* _What the task asks_:
Could you rewrite the records between the lines holding "The automated pipeline tagged bath mat" and "[968,407,1009,534]", inclusive, with "second opinion" replaced by "independent check" and everything else left unchanged? Leave the pictures out of your answer.
*** Data for the task
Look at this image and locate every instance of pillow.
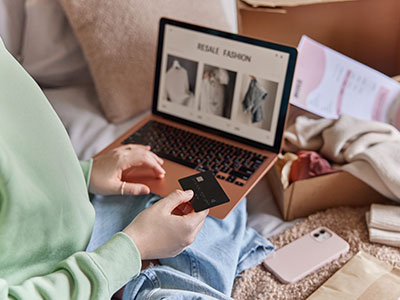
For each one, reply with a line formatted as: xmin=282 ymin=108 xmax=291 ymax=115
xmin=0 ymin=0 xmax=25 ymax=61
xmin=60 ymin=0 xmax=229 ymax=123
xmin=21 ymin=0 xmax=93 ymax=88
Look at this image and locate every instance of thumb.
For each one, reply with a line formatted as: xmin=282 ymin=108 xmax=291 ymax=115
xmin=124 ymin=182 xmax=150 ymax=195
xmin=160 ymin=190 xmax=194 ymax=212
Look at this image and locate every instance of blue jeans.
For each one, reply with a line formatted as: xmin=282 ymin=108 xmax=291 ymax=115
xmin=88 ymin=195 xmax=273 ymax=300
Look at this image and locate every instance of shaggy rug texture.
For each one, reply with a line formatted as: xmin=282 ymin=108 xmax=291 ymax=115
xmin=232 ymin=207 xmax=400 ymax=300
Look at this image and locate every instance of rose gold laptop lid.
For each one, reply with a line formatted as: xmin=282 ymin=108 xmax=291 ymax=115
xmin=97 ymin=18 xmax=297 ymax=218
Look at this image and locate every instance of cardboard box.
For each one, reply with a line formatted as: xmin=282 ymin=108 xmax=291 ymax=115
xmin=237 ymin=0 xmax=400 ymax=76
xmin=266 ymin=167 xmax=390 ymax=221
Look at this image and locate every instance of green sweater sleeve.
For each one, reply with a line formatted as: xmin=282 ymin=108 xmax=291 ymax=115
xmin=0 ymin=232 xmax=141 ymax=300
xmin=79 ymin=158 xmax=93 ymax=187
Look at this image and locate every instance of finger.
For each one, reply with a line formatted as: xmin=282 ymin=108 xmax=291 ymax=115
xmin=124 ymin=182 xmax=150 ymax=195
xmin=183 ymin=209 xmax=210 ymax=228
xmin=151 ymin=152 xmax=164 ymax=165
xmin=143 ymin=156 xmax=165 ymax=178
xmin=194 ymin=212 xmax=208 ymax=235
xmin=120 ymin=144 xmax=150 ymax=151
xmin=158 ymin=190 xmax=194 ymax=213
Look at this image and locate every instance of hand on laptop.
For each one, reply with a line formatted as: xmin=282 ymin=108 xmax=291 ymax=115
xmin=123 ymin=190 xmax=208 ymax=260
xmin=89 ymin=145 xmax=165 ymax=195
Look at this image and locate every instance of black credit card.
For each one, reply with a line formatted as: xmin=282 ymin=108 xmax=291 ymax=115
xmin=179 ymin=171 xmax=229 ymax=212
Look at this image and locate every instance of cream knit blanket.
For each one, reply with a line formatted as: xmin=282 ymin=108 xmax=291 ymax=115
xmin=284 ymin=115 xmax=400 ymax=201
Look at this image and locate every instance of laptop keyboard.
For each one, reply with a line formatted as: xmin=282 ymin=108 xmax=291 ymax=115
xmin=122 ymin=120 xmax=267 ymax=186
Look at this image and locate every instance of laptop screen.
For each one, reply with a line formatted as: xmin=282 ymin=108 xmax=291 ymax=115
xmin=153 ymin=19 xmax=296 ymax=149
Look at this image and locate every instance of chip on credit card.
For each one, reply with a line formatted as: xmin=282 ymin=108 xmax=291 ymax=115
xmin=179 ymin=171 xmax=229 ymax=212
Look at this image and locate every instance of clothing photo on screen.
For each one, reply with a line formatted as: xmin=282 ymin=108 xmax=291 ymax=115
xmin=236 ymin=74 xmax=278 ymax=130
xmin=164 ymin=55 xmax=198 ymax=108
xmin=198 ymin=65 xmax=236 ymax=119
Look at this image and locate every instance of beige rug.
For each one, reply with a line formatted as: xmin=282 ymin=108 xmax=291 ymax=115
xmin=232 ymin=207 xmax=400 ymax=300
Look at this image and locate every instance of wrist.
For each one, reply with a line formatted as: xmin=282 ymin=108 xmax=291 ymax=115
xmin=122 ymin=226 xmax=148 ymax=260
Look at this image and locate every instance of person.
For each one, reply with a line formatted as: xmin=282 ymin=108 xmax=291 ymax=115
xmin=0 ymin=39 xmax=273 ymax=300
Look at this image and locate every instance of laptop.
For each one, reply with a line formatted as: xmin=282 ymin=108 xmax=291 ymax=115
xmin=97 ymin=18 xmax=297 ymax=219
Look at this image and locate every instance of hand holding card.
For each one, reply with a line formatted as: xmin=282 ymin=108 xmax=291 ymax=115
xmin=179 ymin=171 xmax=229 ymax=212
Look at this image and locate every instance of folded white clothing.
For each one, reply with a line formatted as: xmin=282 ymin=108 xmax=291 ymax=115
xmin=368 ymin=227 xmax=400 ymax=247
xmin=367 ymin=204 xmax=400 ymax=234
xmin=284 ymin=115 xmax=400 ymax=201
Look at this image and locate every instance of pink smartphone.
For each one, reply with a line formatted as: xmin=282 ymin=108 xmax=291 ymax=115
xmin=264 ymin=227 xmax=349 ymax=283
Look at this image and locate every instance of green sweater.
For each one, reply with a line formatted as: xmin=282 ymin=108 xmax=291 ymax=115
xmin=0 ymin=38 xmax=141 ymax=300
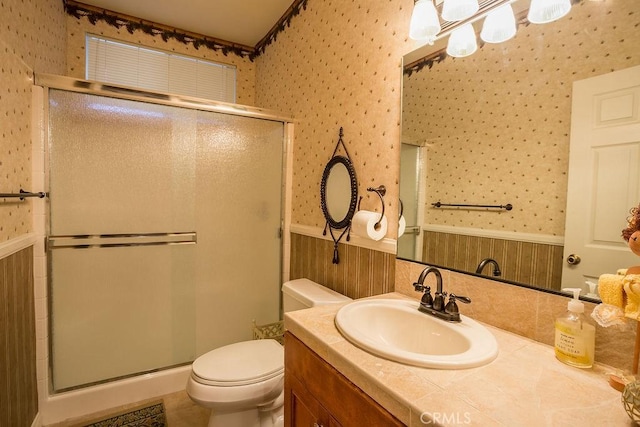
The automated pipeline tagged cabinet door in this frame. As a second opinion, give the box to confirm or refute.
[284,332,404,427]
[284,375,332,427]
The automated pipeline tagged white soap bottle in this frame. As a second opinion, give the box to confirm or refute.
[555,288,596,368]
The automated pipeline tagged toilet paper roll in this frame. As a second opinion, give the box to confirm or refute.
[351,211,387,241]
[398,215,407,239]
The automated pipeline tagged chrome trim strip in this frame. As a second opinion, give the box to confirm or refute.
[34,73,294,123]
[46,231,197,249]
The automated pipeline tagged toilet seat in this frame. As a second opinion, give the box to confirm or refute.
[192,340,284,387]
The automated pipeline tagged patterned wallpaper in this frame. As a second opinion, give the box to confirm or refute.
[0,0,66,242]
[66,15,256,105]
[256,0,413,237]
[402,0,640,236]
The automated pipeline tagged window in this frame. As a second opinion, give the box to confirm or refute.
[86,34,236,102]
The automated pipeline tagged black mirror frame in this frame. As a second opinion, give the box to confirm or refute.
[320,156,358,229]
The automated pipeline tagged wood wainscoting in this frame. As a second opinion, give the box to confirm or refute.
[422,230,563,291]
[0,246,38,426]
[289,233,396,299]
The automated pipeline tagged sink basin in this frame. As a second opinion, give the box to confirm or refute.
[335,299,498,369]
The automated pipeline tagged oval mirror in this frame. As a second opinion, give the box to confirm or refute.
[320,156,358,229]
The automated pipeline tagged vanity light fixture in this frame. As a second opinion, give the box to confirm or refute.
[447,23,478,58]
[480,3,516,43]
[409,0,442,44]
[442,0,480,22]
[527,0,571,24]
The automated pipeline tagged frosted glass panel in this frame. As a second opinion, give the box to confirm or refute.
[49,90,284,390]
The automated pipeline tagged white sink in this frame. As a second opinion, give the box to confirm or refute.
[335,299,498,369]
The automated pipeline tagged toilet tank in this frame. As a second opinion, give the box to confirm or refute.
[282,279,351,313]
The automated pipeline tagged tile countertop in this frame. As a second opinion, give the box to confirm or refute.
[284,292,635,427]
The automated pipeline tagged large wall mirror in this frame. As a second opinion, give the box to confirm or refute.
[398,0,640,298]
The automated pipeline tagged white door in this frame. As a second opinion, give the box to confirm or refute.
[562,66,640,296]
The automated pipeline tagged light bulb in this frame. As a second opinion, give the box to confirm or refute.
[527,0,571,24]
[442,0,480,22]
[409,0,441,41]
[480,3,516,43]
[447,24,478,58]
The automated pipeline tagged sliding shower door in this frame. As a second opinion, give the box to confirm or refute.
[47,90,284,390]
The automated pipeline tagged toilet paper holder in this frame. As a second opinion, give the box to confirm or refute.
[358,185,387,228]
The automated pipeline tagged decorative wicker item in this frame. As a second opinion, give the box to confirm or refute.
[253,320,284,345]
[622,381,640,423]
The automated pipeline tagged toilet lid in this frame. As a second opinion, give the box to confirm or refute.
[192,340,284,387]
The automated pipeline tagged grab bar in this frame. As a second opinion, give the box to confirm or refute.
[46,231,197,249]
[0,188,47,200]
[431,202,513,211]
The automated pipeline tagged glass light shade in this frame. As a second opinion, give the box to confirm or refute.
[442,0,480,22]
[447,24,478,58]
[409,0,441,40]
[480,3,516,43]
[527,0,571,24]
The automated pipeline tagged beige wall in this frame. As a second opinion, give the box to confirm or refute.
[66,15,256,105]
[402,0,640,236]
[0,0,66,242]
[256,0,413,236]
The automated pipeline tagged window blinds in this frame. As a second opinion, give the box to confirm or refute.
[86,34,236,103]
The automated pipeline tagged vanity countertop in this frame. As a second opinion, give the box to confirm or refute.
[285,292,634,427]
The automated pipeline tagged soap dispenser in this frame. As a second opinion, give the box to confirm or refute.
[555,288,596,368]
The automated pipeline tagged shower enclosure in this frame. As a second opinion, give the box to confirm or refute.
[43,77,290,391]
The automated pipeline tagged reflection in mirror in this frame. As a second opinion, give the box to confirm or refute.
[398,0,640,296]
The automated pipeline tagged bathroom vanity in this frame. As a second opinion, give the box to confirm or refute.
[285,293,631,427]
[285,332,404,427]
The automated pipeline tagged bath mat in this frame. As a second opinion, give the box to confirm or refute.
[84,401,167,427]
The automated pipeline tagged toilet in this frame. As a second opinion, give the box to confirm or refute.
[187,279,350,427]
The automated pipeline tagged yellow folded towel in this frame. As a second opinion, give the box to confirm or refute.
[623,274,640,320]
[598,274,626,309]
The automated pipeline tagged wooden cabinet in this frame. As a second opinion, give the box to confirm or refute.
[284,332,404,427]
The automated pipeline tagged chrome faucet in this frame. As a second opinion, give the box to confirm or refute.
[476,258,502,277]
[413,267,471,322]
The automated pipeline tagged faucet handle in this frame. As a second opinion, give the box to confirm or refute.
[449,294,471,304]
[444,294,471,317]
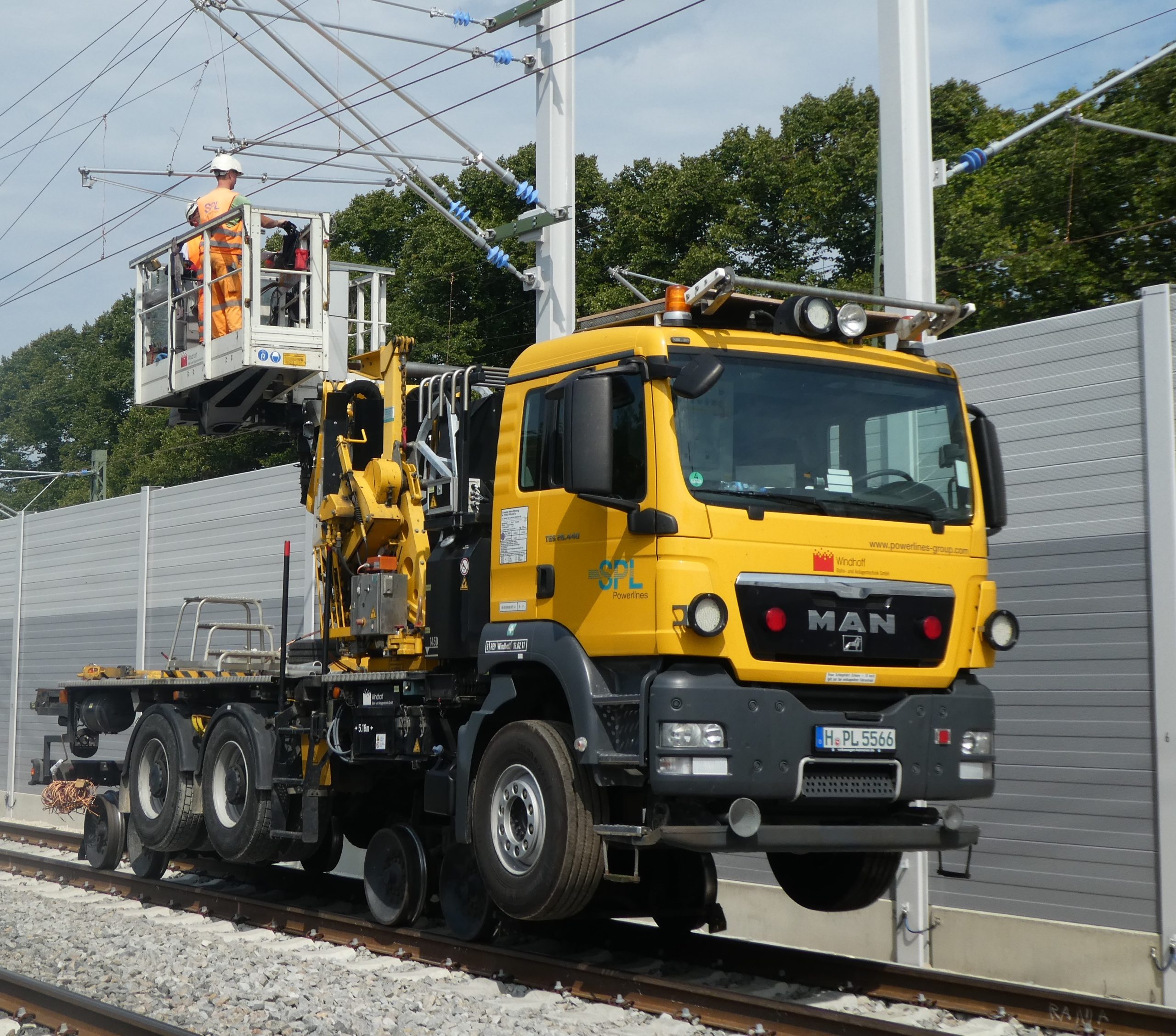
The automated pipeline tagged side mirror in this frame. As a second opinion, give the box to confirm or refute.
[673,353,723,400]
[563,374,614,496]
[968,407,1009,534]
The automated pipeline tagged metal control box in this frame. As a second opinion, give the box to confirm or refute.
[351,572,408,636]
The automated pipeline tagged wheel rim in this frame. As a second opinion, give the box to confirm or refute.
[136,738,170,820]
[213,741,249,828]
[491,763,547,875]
******
* _Output of the exercise_:
The automated pipeline tagged bath mat in this frame. As a independent check, give the box to confirm or refute.
[84,401,167,427]
The automated pipeline tagged toilet in this frame. As a independent check, give the box to confirm or refute.
[187,279,350,427]
The automated pipeline tagged yellow folded towel in this frame. As a independent check, give the box to confirm or refute.
[623,274,640,320]
[598,274,626,309]
The automated pipeline tagged wooden cabinet in this frame. As a independent check, give the box to confirm or refute.
[284,332,404,427]
The automated pipeline tagged chrome faucet in this frame. As a independent check, give the box to confirm or refute.
[476,258,502,277]
[413,267,471,322]
The automated pipeline tagged faucet handle in this frame. As a independent check, give the box to confirm or refute.
[449,294,471,304]
[444,294,471,317]
The automated pipeline tagged side mirror in this frame. As a independent check, give the box to confirm or refute.
[673,353,723,400]
[563,374,614,496]
[968,407,1009,534]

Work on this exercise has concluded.